* _Exercise prompt_: Copy out everything from the line containing "Task: tag every instance of the giant" down to the last of the rows, leaving each line unchanged.

_____

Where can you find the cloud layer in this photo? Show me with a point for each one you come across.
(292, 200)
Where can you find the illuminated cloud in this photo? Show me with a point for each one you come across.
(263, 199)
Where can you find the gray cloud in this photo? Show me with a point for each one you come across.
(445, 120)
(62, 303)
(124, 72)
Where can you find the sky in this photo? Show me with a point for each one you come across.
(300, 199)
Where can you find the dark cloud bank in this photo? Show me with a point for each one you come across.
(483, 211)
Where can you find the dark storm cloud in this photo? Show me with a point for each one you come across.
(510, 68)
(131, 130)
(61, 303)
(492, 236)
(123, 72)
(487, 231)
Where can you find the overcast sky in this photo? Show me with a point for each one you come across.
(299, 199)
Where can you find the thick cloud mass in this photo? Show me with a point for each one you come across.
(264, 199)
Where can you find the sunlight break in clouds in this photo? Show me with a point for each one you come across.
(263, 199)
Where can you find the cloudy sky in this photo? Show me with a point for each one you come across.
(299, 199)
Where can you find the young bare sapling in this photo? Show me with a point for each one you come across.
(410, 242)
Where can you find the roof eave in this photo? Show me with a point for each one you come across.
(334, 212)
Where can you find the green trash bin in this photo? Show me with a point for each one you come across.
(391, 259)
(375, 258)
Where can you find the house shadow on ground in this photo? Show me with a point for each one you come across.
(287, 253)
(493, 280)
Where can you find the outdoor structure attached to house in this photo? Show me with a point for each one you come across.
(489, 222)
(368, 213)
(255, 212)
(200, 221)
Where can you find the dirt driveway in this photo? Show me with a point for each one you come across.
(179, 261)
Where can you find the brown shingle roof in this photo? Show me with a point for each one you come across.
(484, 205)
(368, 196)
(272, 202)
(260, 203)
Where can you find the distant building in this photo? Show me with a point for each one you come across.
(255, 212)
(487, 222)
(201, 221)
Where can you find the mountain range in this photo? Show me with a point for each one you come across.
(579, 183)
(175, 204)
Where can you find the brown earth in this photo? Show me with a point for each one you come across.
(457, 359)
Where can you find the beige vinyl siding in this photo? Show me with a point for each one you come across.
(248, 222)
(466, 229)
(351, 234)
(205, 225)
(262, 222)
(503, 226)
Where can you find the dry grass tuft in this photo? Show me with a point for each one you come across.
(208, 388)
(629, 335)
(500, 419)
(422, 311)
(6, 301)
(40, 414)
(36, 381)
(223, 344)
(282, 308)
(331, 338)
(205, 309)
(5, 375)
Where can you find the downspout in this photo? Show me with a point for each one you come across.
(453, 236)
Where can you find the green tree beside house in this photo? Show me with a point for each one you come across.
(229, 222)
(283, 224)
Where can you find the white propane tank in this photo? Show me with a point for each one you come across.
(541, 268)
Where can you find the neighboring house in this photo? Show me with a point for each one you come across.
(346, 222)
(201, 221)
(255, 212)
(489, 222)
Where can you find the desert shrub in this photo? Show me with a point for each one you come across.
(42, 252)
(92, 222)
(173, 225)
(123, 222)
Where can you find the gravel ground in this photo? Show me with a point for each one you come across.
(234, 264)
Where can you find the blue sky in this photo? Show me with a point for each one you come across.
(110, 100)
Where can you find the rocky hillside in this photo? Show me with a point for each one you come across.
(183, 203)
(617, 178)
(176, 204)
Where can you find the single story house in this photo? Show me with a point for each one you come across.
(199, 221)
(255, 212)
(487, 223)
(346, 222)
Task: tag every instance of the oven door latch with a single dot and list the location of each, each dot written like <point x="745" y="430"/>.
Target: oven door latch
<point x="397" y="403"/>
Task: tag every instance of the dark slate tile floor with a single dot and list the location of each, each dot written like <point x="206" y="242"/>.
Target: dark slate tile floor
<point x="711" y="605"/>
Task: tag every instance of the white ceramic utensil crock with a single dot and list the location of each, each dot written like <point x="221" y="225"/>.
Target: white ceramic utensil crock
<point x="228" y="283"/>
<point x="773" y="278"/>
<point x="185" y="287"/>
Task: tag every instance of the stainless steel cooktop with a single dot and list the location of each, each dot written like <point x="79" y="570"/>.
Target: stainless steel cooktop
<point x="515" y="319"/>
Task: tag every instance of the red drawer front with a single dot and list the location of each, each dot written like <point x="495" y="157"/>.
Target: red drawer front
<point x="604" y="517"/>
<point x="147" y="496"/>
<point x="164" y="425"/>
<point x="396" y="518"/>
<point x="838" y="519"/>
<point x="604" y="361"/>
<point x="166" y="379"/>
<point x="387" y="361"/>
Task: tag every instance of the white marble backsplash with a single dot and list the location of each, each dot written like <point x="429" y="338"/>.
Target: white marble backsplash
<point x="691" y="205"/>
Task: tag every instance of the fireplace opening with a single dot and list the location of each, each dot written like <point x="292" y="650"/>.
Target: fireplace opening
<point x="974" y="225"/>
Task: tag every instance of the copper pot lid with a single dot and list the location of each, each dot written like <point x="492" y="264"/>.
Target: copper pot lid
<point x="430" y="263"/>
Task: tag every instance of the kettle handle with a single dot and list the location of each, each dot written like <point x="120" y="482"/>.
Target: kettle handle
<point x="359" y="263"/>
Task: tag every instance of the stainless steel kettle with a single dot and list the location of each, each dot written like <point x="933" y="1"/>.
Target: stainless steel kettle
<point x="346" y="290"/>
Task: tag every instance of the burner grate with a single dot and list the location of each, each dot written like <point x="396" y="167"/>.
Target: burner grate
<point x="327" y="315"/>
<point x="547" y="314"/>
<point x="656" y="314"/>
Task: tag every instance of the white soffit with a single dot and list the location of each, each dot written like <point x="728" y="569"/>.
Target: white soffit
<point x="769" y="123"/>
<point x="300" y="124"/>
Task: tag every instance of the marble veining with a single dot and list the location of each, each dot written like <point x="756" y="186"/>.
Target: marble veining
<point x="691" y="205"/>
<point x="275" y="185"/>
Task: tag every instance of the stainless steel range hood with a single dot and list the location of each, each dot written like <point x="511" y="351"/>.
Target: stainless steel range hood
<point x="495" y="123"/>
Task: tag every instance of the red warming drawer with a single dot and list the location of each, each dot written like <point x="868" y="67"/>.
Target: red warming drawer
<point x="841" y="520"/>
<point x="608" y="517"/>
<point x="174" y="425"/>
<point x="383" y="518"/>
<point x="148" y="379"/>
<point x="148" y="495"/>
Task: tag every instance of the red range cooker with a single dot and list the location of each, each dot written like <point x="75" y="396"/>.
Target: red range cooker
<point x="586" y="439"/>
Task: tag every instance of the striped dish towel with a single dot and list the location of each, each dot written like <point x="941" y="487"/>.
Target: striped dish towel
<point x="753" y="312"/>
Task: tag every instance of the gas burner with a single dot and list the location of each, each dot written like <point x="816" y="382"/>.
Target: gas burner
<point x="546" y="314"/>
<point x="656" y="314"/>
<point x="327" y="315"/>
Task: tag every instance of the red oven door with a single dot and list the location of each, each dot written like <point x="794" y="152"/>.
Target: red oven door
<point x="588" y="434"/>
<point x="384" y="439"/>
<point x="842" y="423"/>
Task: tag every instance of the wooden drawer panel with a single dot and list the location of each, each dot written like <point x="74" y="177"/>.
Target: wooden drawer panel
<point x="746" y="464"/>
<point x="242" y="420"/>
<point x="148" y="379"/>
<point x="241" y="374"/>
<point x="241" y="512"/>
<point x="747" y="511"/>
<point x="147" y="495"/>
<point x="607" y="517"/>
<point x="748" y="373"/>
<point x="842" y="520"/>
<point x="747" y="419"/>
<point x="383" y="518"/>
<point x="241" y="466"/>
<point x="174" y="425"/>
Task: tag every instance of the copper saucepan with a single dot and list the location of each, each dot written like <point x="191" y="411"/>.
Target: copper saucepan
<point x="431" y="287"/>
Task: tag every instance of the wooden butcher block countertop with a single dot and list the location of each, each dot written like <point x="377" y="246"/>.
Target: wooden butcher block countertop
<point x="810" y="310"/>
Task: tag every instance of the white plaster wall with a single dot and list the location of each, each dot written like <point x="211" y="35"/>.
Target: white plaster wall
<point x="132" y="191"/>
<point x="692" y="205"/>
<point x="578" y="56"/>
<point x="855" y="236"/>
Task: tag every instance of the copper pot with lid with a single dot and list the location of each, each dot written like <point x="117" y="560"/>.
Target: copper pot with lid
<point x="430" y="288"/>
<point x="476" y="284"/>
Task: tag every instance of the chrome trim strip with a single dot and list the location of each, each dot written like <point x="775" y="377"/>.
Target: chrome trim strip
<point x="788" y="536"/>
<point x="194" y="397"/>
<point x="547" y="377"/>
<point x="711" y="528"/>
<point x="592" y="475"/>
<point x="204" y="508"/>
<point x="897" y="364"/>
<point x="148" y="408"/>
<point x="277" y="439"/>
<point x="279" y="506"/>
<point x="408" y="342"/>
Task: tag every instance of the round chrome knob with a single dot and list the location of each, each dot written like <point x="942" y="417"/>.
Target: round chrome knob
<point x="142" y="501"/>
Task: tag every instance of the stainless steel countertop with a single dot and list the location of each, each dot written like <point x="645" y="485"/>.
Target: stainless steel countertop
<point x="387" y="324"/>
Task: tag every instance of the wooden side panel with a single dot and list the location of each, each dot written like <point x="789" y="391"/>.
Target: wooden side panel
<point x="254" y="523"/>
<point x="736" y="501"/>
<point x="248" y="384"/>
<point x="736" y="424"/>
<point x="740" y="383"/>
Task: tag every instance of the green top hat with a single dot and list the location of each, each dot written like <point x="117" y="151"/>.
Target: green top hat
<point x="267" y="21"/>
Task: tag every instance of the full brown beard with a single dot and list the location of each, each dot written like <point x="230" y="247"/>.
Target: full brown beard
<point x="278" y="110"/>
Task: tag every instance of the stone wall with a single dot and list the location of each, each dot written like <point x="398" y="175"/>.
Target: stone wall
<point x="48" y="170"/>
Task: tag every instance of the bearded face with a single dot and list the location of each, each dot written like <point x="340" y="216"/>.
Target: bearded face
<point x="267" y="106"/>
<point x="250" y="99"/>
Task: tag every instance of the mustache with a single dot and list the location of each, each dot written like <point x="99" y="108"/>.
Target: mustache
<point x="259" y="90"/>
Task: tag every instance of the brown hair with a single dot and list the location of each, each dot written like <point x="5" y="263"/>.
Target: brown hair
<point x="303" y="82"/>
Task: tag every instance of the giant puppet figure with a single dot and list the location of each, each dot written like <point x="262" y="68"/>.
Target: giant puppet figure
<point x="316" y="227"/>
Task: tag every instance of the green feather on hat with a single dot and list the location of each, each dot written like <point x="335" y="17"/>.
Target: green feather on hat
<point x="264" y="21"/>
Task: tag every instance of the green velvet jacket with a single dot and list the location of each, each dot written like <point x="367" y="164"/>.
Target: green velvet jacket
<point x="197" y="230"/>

_____

* _Full output_:
Task: tag every instance of the giant puppet figure with a single dot and list the location of each, each dot written like <point x="262" y="68"/>.
Target: giant puppet figure
<point x="316" y="227"/>
Task: tag every instance of the green feather on hat with a single dot and list the location of each, each dot written like <point x="335" y="17"/>.
Target: green feather on hat
<point x="264" y="21"/>
Task: tag every instance of the green velvet jacket with a single dot and list the location of each, each dot written like <point x="367" y="164"/>.
Target: green velvet jacket
<point x="197" y="230"/>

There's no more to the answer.